=== Section Start ===

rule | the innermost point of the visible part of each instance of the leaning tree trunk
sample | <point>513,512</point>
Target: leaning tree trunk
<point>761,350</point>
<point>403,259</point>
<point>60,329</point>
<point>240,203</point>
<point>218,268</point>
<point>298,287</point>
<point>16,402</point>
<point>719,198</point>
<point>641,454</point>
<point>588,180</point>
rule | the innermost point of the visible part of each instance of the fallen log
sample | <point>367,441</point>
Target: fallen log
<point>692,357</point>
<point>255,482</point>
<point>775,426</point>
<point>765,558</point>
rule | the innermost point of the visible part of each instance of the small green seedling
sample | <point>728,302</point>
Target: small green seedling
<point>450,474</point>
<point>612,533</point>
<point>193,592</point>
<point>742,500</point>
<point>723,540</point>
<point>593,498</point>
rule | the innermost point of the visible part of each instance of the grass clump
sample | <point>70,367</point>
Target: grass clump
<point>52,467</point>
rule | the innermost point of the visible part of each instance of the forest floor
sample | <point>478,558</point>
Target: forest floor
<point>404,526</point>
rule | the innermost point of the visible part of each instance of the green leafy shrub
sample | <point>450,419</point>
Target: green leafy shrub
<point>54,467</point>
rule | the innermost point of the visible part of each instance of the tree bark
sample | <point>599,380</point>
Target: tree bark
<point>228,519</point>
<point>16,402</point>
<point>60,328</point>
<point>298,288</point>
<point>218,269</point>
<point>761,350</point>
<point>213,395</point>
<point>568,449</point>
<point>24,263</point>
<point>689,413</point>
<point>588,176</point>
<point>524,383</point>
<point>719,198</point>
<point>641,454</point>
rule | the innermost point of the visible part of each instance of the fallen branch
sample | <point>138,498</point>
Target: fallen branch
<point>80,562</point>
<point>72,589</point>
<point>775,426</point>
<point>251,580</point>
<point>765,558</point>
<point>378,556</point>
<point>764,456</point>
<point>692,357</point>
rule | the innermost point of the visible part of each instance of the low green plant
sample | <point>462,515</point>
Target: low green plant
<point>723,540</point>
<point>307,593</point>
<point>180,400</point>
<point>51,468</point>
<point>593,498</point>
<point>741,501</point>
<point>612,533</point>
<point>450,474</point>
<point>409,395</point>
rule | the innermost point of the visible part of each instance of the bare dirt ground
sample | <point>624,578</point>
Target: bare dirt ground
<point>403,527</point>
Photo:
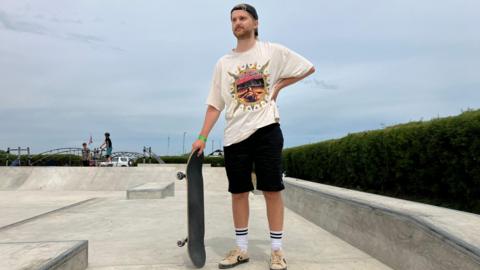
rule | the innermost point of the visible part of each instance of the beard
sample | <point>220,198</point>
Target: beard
<point>244,34</point>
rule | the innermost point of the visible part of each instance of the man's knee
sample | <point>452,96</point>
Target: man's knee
<point>272,195</point>
<point>240,196</point>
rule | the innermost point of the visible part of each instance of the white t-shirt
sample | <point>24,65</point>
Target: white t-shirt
<point>242,84</point>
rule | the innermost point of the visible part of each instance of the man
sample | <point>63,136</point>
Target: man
<point>108,145</point>
<point>246,82</point>
<point>85,155</point>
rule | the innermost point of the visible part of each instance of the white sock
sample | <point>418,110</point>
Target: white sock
<point>276,238</point>
<point>241,235</point>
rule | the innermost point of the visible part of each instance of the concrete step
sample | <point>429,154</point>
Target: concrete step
<point>58,255</point>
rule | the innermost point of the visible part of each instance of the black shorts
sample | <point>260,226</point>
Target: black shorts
<point>262,151</point>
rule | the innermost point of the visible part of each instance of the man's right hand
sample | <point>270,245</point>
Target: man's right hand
<point>198,144</point>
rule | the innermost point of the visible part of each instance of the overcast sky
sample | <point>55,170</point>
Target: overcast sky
<point>141,69</point>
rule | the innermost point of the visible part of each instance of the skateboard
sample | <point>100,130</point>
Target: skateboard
<point>195,210</point>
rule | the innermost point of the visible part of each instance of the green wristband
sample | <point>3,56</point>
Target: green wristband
<point>202,138</point>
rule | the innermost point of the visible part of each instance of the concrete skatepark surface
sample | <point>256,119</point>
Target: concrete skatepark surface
<point>58,206</point>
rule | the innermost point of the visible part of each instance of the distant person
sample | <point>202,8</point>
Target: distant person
<point>107,144</point>
<point>246,83</point>
<point>85,155</point>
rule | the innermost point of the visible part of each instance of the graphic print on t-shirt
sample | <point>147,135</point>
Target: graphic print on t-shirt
<point>250,86</point>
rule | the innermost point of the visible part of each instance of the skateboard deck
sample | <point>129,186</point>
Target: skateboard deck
<point>195,210</point>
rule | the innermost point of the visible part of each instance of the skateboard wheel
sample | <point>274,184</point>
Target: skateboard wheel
<point>180,175</point>
<point>181,243</point>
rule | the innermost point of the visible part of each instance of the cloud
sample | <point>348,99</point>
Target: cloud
<point>20,26</point>
<point>321,84</point>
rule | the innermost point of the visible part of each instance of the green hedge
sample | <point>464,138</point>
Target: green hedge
<point>436,162</point>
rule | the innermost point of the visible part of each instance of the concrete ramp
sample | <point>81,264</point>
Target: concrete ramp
<point>59,255</point>
<point>81,178</point>
<point>325,227</point>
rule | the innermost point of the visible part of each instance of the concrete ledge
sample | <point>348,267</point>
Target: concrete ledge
<point>399,233</point>
<point>153,190</point>
<point>64,255</point>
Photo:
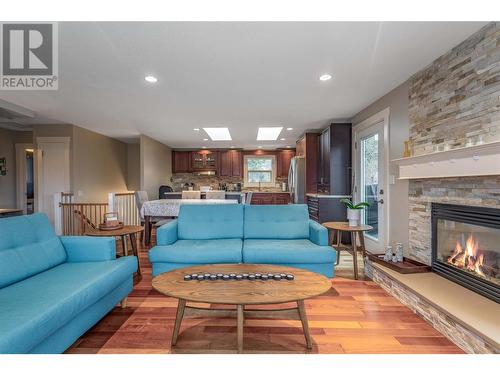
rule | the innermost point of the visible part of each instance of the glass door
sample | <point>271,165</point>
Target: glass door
<point>370,175</point>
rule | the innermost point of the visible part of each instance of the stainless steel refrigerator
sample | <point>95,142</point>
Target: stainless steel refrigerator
<point>297,179</point>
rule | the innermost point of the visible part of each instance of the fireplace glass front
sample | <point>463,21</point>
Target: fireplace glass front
<point>471,248</point>
<point>466,246</point>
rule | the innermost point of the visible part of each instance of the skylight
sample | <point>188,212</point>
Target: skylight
<point>218,134</point>
<point>269,133</point>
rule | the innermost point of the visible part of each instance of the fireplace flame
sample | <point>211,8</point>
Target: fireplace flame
<point>468,257</point>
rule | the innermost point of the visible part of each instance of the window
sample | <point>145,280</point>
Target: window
<point>260,170</point>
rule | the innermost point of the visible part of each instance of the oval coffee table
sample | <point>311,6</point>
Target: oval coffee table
<point>305,285</point>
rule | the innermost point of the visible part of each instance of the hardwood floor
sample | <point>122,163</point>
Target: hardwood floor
<point>354,317</point>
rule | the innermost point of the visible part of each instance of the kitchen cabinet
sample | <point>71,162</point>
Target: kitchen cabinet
<point>270,198</point>
<point>230,163</point>
<point>307,147</point>
<point>284,158</point>
<point>181,161</point>
<point>334,162</point>
<point>204,160</point>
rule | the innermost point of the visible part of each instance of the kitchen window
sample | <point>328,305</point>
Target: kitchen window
<point>260,171</point>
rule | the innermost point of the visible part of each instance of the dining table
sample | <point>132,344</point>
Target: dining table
<point>169,208</point>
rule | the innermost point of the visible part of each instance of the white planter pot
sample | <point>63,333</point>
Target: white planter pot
<point>354,217</point>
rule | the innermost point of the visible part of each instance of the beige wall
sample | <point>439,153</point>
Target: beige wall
<point>133,167</point>
<point>399,125</point>
<point>156,165</point>
<point>99,166</point>
<point>8,140</point>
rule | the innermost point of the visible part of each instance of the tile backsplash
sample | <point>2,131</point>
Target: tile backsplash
<point>179,179</point>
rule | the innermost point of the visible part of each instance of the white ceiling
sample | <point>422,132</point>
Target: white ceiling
<point>240,74</point>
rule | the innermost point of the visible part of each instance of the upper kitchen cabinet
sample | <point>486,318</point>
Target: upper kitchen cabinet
<point>181,161</point>
<point>284,158</point>
<point>231,163</point>
<point>204,160</point>
<point>307,147</point>
<point>334,164</point>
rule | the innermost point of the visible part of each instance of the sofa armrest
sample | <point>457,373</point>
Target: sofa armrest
<point>89,249</point>
<point>167,233</point>
<point>318,233</point>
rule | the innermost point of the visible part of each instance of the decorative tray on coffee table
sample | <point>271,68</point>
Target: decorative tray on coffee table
<point>406,266</point>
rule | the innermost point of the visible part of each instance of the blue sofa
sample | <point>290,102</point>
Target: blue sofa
<point>53,289</point>
<point>259,234</point>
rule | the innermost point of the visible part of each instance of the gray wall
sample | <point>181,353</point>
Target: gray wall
<point>133,167</point>
<point>156,165</point>
<point>399,125</point>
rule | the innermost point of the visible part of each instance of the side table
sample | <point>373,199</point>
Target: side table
<point>127,230</point>
<point>336,228</point>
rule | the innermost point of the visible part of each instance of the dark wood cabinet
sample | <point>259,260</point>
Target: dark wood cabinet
<point>230,163</point>
<point>270,198</point>
<point>181,161</point>
<point>307,146</point>
<point>204,160</point>
<point>284,159</point>
<point>334,162</point>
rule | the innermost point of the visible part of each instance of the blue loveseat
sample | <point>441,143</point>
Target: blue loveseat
<point>259,234</point>
<point>53,289</point>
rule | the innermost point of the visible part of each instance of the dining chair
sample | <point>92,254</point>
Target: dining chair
<point>141,196</point>
<point>216,194</point>
<point>191,194</point>
<point>248,198</point>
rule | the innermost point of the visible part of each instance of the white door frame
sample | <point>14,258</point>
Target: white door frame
<point>382,116</point>
<point>21,174</point>
<point>37,155</point>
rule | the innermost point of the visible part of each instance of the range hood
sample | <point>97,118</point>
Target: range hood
<point>205,173</point>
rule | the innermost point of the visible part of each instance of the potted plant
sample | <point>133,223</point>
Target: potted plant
<point>354,211</point>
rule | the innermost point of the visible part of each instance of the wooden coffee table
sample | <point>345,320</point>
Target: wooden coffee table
<point>305,285</point>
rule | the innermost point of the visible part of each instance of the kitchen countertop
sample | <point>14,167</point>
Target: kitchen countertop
<point>314,195</point>
<point>227,193</point>
<point>267,192</point>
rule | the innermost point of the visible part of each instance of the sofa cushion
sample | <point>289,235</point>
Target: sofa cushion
<point>33,309</point>
<point>28,245</point>
<point>210,221</point>
<point>276,221</point>
<point>199,251</point>
<point>286,252</point>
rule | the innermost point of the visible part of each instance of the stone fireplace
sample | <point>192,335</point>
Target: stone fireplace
<point>466,247</point>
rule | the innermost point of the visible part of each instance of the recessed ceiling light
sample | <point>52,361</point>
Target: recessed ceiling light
<point>151,79</point>
<point>269,133</point>
<point>218,134</point>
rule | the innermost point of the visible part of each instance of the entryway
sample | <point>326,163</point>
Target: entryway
<point>371,161</point>
<point>52,166</point>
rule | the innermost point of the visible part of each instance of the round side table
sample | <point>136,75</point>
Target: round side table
<point>336,228</point>
<point>127,230</point>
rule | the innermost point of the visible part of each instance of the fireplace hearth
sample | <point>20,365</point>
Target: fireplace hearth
<point>466,247</point>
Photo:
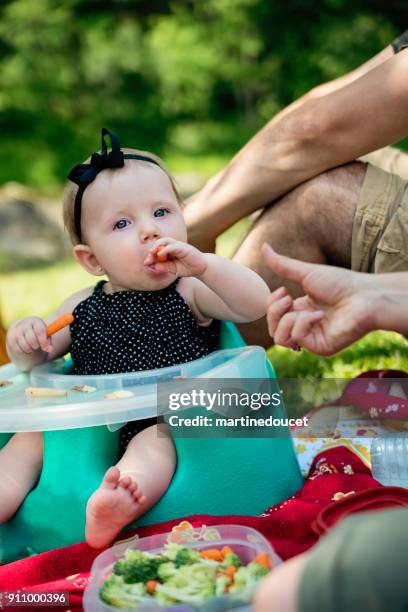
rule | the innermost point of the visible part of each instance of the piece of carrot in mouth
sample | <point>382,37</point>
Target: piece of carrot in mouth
<point>60,323</point>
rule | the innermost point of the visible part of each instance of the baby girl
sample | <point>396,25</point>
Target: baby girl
<point>158,308</point>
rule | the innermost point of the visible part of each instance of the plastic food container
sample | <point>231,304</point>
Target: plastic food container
<point>77,410</point>
<point>244,541</point>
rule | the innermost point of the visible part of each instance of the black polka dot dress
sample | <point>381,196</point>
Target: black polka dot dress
<point>129,331</point>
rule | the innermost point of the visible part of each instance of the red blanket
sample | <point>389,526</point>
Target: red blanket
<point>287,526</point>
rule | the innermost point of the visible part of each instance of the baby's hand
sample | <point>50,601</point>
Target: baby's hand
<point>27,336</point>
<point>179,258</point>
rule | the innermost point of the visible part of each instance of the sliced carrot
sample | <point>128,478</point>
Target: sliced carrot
<point>160,257</point>
<point>151,586</point>
<point>211,553</point>
<point>230,571</point>
<point>183,526</point>
<point>263,559</point>
<point>59,323</point>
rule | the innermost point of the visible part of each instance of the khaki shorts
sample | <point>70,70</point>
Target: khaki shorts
<point>380,228</point>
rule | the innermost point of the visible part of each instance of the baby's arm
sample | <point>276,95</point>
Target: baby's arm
<point>229,291</point>
<point>221,289</point>
<point>28,344</point>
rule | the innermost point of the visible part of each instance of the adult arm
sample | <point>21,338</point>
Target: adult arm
<point>347,570</point>
<point>358,114</point>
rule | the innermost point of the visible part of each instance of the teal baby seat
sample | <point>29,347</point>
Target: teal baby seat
<point>215,475</point>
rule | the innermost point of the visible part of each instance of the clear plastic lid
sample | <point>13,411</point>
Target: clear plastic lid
<point>246,542</point>
<point>83,409</point>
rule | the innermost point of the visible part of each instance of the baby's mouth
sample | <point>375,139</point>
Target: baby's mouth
<point>153,270</point>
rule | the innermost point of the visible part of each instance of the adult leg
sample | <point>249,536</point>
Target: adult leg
<point>20,466</point>
<point>314,223</point>
<point>389,159</point>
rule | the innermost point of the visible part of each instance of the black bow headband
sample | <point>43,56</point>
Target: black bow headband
<point>83,174</point>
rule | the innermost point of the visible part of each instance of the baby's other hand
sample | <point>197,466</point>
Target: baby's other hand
<point>27,336</point>
<point>179,258</point>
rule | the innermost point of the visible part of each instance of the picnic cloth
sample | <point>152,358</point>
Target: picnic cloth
<point>335,472</point>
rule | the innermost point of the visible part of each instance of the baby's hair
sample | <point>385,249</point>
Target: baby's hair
<point>71,189</point>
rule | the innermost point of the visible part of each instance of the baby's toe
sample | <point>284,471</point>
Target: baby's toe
<point>125,482</point>
<point>110,479</point>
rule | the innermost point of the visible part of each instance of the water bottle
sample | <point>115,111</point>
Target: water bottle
<point>389,460</point>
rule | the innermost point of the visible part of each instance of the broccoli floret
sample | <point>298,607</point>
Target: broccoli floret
<point>116,592</point>
<point>246,580</point>
<point>171,549</point>
<point>190,584</point>
<point>186,556</point>
<point>231,559</point>
<point>166,570</point>
<point>138,566</point>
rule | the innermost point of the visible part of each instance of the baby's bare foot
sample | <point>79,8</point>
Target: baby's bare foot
<point>113,506</point>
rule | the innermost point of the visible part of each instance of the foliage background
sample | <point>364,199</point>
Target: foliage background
<point>188,79</point>
<point>191,80</point>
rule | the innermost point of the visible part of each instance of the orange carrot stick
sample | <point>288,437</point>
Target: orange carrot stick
<point>263,559</point>
<point>59,323</point>
<point>211,553</point>
<point>163,257</point>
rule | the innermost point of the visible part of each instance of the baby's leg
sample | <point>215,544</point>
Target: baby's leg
<point>132,487</point>
<point>20,465</point>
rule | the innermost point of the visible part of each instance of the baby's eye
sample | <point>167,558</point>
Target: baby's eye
<point>161,212</point>
<point>121,224</point>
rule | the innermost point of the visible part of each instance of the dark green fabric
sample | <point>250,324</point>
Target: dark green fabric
<point>401,42</point>
<point>361,566</point>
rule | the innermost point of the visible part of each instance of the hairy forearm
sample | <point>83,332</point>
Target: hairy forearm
<point>242,290</point>
<point>313,135</point>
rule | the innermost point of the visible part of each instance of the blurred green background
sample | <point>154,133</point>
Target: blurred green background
<point>190,80</point>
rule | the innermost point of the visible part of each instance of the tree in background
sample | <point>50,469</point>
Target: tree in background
<point>181,77</point>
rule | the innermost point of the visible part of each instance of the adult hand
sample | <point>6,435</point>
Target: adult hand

=== Section End ===

* [INSTRUCTIONS FOR THE TASK] Set down exactly the lines of the data above, beginning with the line that has "Target: red blanket" and ending with the line that has "the baby's mouth", and no others.

* [EXERCISE ANSWER]
Target: red blanket
<point>287,526</point>
rule | the innermost point of the visible part of each instance of the baby's hand
sample | <point>50,601</point>
Target: baby's hand
<point>27,336</point>
<point>179,258</point>
rule | the innermost point of the visible part of each instance of the sliced carrot
sample | <point>128,478</point>
Target: sliced carrot
<point>160,257</point>
<point>151,586</point>
<point>211,553</point>
<point>230,571</point>
<point>183,526</point>
<point>263,559</point>
<point>59,323</point>
rule | the innermost point of the visible part of each instance of the khaki shorts
sample | <point>70,70</point>
Target: khaki shorts
<point>380,228</point>
rule | the innermost point of the visible part of each instance of the baby's arm
sample | <point>276,95</point>
Target: baby's arm
<point>229,291</point>
<point>221,289</point>
<point>28,344</point>
rule | the innermost point of the visible part of each instance of the adult arm
sample | <point>21,338</point>
Target: adult arm
<point>347,570</point>
<point>358,114</point>
rule | the innermost point of the visible part of each instance of the teal baby seat
sample | <point>29,347</point>
Target: teal baby seat
<point>215,475</point>
rule | the innermost point of the visible part of each instance of the clear plastic lid
sample | <point>13,411</point>
Target: clear plastic lid
<point>246,542</point>
<point>83,409</point>
rule | the innermost point of the visible part of each instance of the baby's mouth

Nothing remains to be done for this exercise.